• [短い課題 A] 下に続く行のうち、「Thank you for the photo. Could you tag the golden」を含む行から最後の行までを一字一句そのまま複製してください。

世界で最も消費されている植物油『パーム油』がもたらす環境破壊とその対策とは?

パーム油と呼ばれる植物油をご存知でしょうか。
あまり知られていませんが、パーム油は食品や日用品に使用され、わたしたちが生活を送る上で欠かせないものです。

しかし、パーム油の生産地では、様々な環境問題や人権問題、労働問題が起こっています。
この記事では、これらの問題を解説するとともに、パーム油を持続可能な形で利用していくための取り組みについて説明していきます。

世界で最も消費されている植物油「パーム油」

パーム油とは、アブラヤシと呼ばれる植物の果実から搾り取れる植物油のことです。
私たちが日常的に口にする多くの食品に含まれており、スーパーに並ぶ商品の約半分に利用されていると考えられています。マーガリンやショートニングの主要原料として、ポテトチップスや即席麺といった加工食品のフライ用油として、外食チェーンなどで提供される揚げ物用の油としてなど、その用途は様々です(図1)。

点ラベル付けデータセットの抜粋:
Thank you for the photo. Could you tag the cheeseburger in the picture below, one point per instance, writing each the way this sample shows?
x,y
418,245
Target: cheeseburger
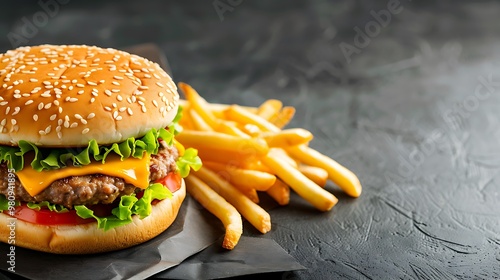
x,y
88,159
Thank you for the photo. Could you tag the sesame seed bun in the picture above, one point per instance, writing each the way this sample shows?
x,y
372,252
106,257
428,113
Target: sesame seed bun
x,y
64,96
87,238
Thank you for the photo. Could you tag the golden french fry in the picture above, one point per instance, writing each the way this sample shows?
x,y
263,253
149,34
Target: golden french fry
x,y
219,207
198,122
217,140
269,109
282,154
242,116
280,192
340,175
307,189
217,109
199,104
228,128
284,117
251,129
317,174
287,137
239,159
250,179
257,216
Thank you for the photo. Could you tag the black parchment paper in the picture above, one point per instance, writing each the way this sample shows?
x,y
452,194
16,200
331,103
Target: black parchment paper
x,y
190,233
251,256
194,230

• [短い課題 B] パーム油の記事によると、パーム油は何という植物の果実から搾り取られる油ですか。

• [完成した回答 A]
Thank you for the photo. Could you tag the golden french fry in the picture above, one point per instance, writing each the way this sample shows?
x,y
263,253
149,34
Target: golden french fry
x,y
219,207
198,122
217,140
269,109
282,154
242,116
280,192
340,175
307,189
217,109
199,104
228,128
284,117
251,129
317,174
287,137
239,159
250,179
257,216
Thank you for the photo. Could you tag the black parchment paper in the picture above, one point per instance, writing each the way this sample shows?
x,y
452,194
16,200
331,103
Target: black parchment paper
x,y
190,233
251,256
194,230

• [完成した回答 B] アブラヤシです。